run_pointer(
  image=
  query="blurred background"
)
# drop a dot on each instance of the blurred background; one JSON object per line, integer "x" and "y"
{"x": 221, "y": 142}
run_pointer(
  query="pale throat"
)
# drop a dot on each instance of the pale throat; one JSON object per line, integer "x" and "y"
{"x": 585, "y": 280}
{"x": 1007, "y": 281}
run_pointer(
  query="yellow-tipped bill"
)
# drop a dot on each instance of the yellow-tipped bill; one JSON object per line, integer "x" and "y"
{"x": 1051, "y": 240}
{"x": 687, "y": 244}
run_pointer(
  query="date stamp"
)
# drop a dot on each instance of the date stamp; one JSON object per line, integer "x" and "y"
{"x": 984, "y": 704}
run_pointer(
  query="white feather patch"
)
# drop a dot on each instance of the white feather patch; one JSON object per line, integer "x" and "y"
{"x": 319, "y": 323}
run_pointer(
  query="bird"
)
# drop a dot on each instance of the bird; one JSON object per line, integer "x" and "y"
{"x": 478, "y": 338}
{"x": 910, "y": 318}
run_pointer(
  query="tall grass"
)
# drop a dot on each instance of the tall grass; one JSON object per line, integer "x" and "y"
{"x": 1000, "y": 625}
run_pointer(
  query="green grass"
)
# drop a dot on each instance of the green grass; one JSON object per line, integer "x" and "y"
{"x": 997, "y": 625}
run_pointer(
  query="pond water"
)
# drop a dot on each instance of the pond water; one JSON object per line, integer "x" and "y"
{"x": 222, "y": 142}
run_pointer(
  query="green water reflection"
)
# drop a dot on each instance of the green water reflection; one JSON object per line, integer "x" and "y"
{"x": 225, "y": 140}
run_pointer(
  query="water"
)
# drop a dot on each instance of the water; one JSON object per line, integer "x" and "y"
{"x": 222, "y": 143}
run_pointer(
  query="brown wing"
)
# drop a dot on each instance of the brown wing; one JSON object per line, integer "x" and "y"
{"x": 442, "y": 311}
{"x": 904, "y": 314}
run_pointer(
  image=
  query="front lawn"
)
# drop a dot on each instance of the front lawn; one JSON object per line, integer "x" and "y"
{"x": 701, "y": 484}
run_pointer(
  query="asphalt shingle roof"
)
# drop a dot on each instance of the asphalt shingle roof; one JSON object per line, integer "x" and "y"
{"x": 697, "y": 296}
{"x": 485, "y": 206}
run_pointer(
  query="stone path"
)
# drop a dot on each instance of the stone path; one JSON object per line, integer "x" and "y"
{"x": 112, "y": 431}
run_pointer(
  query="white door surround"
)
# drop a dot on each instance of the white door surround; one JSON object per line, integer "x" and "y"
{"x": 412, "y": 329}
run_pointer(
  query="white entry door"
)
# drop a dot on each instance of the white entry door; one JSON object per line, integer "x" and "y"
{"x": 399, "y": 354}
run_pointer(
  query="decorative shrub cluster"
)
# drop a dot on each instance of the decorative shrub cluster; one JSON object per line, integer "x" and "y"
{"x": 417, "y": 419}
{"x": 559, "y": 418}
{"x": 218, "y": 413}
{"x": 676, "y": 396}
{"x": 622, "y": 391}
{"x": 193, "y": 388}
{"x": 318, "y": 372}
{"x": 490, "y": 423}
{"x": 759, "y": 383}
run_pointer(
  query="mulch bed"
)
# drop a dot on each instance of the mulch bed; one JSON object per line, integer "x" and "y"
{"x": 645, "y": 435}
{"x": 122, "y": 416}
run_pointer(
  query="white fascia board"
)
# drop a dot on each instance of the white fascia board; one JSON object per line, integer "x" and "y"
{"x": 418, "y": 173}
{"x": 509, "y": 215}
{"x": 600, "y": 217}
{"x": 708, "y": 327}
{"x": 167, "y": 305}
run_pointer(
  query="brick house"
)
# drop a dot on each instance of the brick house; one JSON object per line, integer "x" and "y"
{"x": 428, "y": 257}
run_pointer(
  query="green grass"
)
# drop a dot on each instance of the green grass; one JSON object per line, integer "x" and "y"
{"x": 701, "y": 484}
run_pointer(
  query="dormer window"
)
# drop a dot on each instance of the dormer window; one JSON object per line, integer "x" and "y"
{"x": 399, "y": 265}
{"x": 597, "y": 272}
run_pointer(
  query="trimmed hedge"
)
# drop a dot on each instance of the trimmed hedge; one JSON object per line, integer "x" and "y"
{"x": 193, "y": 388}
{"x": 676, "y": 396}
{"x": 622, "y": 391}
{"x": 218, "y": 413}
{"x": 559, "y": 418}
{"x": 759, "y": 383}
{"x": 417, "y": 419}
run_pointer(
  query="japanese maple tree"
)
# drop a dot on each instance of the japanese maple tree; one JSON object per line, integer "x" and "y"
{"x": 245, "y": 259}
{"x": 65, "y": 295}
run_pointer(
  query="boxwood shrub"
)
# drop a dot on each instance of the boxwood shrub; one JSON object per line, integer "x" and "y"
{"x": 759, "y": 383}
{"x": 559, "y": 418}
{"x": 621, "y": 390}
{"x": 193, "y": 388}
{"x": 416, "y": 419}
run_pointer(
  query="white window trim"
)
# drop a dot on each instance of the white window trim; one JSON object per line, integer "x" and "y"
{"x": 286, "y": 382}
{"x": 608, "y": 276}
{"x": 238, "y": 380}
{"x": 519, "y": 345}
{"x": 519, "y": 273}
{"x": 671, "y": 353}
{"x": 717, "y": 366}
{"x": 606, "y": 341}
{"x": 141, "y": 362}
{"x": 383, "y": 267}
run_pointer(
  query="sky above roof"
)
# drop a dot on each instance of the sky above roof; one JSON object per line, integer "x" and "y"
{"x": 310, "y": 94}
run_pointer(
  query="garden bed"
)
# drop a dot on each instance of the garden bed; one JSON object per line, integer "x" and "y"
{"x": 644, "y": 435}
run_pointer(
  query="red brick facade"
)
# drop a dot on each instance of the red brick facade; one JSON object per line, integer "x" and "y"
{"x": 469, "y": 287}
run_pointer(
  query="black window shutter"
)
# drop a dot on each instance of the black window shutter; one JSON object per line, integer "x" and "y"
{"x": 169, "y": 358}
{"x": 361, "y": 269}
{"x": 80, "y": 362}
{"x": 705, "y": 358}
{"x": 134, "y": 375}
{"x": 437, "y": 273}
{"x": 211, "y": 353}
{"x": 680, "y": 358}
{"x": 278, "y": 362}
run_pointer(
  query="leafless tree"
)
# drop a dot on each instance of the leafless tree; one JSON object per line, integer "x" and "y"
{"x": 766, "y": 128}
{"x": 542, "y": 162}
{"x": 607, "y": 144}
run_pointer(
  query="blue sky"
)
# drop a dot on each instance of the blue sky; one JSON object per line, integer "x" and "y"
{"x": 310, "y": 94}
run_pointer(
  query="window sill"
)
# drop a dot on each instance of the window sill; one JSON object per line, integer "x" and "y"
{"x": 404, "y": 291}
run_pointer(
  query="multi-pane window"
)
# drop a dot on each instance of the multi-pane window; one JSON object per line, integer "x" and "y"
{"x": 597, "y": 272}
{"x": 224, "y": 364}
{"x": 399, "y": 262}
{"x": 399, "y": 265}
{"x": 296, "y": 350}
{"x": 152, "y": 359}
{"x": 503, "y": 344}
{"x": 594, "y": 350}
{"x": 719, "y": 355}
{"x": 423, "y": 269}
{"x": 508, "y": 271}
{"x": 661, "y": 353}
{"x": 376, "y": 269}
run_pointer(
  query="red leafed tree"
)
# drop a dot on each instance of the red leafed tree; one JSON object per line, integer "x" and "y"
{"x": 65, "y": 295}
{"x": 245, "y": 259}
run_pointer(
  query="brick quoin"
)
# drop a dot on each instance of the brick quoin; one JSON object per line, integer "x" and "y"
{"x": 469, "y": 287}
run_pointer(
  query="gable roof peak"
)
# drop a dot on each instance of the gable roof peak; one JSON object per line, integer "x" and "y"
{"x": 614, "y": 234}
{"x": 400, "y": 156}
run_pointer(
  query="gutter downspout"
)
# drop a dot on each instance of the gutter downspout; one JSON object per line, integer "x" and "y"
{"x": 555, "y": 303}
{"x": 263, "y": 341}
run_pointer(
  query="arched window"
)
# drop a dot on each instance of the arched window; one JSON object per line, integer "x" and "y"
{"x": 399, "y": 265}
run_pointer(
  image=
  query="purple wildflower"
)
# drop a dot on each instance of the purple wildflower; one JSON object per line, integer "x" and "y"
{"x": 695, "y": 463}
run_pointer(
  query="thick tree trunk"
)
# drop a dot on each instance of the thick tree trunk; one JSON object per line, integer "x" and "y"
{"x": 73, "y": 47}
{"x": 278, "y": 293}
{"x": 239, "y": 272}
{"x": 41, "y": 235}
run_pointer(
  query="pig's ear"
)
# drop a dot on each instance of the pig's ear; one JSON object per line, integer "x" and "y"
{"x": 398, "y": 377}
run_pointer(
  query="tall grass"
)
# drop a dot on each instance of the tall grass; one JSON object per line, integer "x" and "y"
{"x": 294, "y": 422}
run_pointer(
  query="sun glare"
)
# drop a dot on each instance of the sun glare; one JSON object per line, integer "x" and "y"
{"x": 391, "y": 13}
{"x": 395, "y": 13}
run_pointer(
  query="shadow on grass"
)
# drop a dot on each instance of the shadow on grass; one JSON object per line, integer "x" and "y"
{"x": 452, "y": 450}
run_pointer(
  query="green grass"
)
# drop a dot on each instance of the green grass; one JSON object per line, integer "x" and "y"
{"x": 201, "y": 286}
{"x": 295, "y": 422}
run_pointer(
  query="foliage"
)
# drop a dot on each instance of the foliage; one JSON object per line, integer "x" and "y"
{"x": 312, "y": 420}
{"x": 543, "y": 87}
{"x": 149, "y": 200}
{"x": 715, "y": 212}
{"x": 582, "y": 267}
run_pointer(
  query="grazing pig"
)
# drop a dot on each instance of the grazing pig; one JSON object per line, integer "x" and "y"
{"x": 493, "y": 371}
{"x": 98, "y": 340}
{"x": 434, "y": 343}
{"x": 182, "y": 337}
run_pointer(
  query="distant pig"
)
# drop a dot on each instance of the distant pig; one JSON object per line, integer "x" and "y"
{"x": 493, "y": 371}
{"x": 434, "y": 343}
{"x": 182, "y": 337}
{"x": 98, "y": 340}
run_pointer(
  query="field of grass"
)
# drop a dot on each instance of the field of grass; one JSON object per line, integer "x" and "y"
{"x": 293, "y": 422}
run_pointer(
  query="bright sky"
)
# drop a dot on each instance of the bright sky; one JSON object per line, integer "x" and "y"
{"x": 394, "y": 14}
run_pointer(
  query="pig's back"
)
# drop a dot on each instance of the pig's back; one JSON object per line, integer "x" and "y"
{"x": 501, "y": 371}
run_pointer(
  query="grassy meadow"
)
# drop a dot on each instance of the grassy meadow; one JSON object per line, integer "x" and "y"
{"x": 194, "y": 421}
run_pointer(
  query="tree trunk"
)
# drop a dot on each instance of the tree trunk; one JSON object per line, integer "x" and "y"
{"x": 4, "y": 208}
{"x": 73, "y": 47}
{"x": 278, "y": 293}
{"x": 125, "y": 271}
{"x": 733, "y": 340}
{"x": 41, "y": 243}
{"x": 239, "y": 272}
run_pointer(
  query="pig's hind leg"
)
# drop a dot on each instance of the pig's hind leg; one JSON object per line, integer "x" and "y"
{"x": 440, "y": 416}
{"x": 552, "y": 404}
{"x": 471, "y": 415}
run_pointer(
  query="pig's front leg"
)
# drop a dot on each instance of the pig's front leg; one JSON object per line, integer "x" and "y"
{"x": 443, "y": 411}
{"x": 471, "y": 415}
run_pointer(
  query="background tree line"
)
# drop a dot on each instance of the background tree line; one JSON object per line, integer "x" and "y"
+-------+
# Exercise brief:
Locate every line in the records that contains the string "bill", matching case exactly, and copy each of those lines.

# Reply:
  query="yellow-tipped bill"
# drop a dot on each instance of the yellow-tipped bill; one JSON object per line, integer "x" and "y"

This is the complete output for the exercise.